EXTRAIT DU TEXTE »
○ ○ ○ ○ ○

On ne peut pas dire qu’il y ait des tâches qui soient par nature des tâches étatiques. En fait, je crois qu’il faut se placer à deux niveaux différents : le niveau intellectuel, et le niveau pratique. Les Etats remplissent souvent des rôles qui doivent être remplis ; mais ils sont arrivés à persuader les citoyens qu’ils sont les seuls à pouvoir le faire. Ils imposent un monopole.Au niveau intellectuel, il convient de toujours se poser la question de savoir si l’Etat est nécessaire, ou s’il existe une manière d’envisager une activité dans un cadre de libre détermination par les individus. Et on se rend compte qu’on peut toujours trouver des solutions autres que les solutions étatiques. Personnellement, je suis confiant dans la capacité des êtres humains à innover. Mais pour innover, il faut qu’ils soient dans des conditions où il est possible d’innover, où ils sont incités à innover. Si l’Etat possède le monopole de telle ou telle activité, il est impossible d’expérimenter d’autres solutions. On sera alors tenté de dire que seul l’Etat peut mener telle ou telle activité. C’est une des choses qui sont très graves dans l’interventionnisme étatique.

○ ○ ○ ○ ○

Lignes de données »
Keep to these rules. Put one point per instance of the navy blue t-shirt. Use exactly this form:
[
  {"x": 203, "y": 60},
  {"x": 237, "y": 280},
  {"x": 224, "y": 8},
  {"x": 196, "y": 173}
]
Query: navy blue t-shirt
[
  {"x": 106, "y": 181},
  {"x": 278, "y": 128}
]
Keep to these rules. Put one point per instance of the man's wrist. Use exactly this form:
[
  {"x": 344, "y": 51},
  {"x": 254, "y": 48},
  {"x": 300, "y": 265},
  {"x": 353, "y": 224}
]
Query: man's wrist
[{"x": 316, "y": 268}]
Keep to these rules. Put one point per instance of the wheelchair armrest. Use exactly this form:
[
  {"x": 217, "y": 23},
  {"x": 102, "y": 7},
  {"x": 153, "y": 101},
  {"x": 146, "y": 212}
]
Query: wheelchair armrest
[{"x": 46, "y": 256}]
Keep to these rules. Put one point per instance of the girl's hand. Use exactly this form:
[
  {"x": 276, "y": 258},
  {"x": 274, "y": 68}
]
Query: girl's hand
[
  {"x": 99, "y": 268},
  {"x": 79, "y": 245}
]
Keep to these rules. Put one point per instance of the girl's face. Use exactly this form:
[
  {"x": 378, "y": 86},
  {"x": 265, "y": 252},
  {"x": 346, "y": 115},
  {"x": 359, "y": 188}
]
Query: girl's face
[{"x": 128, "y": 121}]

○ ○ ○ ○ ○

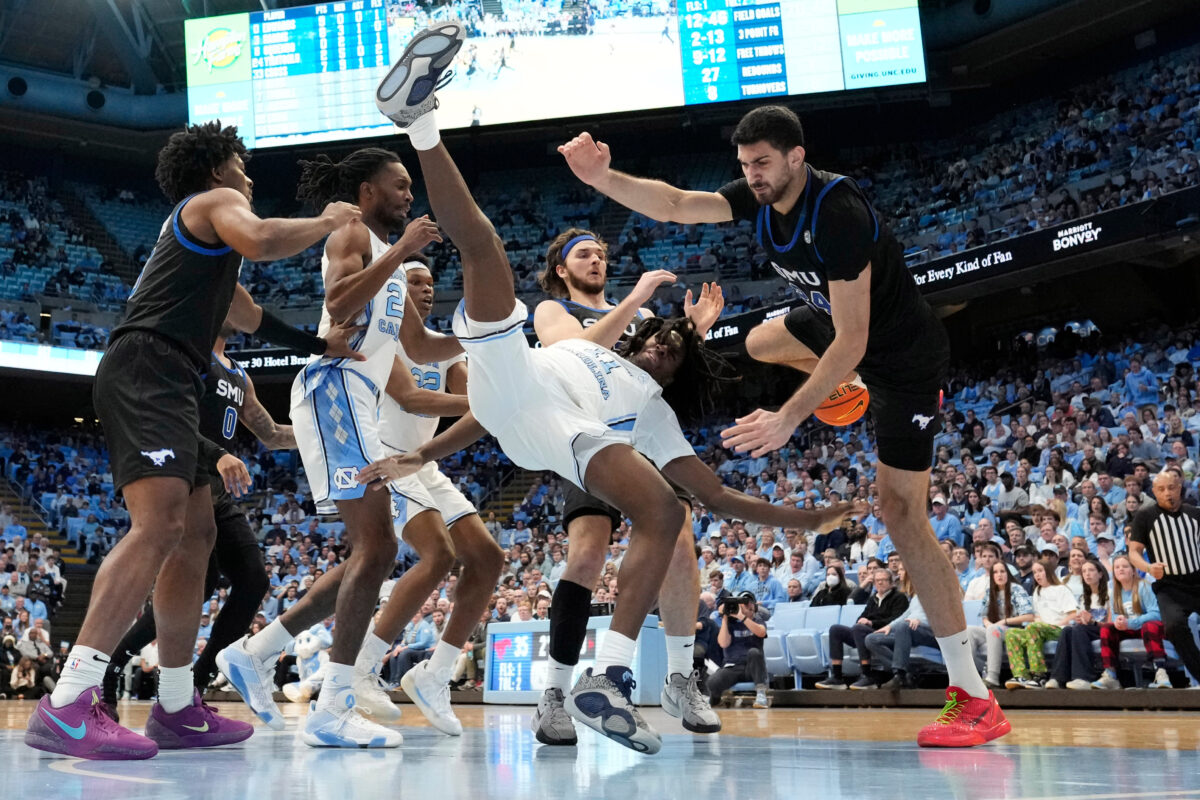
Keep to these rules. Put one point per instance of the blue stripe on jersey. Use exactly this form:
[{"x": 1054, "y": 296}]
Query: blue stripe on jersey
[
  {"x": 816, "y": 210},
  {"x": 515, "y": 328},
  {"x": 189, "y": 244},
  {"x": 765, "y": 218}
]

○ ○ ○ ○ ○

VOS CONSIGNES » Rédigez la suite du texte sur l'État et ses monopoles, en reprenant juste après sa dernière phrase. Ce matériel est sans rapport avec le texte.

RÉPONSE ATTENDUE »
Au minimum, je souhaiterais que l’on puisse concurrencer l’Etat, et que l’on puisse proposer d’autres solutions, non pas fondées sur la contrainte, mais sur la liberté individuelle.
Je comprends parfaitement le propos selon lequel le processus de concurrence permettra toujours d’aller explorer et découvrir ce qui n’est pas possible. Mais une autre interrogation : l’Etat est le fruit d’une évolution, et a une fonction, et je suis – en tant qu’individu – le fruit de l’environnement dans lequel je suis né. Rejeter l’Etat n’est-ce pas une manière de rejeter la « société » ?
Je ne suis pas d’accord avec l’idée que ce qui existe, existe parce que c’est une nécessité. Pourquoi je résiste à cette idée ? Je l’accepterais si tous les comportements étaient des comportements libres. Mais dans la mesure où il y a ce conflit continuel entre les actions de contrainte et les actions libres, la contrainte empêche la liberté. La situation que nous avons est le résultat d’une Histoire, où des êtres humains ont exercé la contrainte sur les autres, ont installé un pouvoir, et ont étendu leur pouvoir. Et on ne peut pas légitimer cela simplement par le fait que ça existe.
Mais tout de même, cette structure a peut-être subsisté parce qu’elle avait une fonction dans l’organisation sociale ?
Bien sûr ! Les Etats remplissent souvent des rôles qui doivent être remplis; mais ils sont arrivés à persuader les citoyens qu’ils sont les seuls à pouvoir le faire. C’est ça le drame. Ils imposent un monopole. Les fonctions que remplissent les Etats pourraient être en grande partie ou même en totalité obtenues par des processus libres.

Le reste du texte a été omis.